Prompt → In the records below, find the line that contains "Target: pink granite headstone", then write out that line and each one after it exactly, up to and including the last.

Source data
<<<<

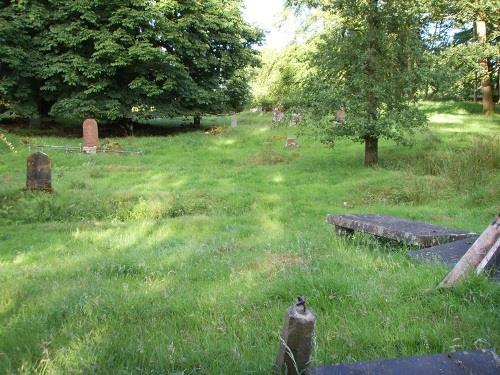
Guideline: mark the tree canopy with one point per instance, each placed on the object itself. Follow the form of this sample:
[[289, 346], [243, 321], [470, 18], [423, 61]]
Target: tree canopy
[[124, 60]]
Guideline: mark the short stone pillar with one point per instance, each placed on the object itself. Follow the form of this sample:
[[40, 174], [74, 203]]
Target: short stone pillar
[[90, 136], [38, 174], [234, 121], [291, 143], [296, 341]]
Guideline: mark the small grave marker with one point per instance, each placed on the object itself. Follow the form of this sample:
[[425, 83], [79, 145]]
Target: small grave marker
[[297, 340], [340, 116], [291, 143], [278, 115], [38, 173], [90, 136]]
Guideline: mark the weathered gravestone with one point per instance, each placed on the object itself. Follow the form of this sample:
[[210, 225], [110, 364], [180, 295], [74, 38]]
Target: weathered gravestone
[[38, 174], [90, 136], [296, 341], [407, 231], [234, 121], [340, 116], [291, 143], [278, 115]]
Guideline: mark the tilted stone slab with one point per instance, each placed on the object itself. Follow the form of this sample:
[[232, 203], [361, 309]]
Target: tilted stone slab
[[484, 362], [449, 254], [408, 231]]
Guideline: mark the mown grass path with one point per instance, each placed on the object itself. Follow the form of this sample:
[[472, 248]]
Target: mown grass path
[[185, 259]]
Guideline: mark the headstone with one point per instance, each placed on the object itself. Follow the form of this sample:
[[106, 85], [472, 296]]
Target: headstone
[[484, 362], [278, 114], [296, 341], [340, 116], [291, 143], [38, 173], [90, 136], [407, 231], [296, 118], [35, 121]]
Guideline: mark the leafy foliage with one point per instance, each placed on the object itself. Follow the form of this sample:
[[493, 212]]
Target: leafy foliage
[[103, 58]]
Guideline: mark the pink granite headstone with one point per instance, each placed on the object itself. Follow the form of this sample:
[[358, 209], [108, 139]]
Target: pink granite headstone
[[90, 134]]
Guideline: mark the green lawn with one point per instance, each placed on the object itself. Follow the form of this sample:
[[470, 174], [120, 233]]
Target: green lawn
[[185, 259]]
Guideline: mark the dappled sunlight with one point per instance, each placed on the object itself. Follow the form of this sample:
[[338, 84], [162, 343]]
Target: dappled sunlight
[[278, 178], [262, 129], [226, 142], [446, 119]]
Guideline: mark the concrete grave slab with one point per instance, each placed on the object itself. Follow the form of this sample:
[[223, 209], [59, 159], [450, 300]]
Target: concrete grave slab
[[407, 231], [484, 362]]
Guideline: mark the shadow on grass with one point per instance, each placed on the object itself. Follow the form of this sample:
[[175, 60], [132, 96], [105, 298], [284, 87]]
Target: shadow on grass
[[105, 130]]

>>>>

Exercise solution →
Target: pink granite headstone
[[90, 134]]
Guideline: mark the green lawn with one point per instance, each placed on the object itself. Follow the form of this sample:
[[470, 174], [120, 233]]
Target: green lawn
[[185, 259]]
Guideline: mark the dappled sunlight with one point per instance, each placed on the object itself. Follow the form of this sample:
[[338, 84], [162, 343]]
Target: dappled sunlight
[[278, 178], [262, 129], [226, 142], [446, 119]]
Guideline: mark the concrete grave slab with one point per instance, each placed on the object itself. Follow the form of this sample:
[[223, 209], [59, 159], [450, 300]]
Target: concrete grave slab
[[407, 231], [484, 362]]
Guideline: mark the shadow on grass with one point per instance, each placed on the object itself. Follow the form of this sample:
[[175, 60], [132, 96], [105, 298], [284, 87]]
Target: shadow on grass
[[105, 130]]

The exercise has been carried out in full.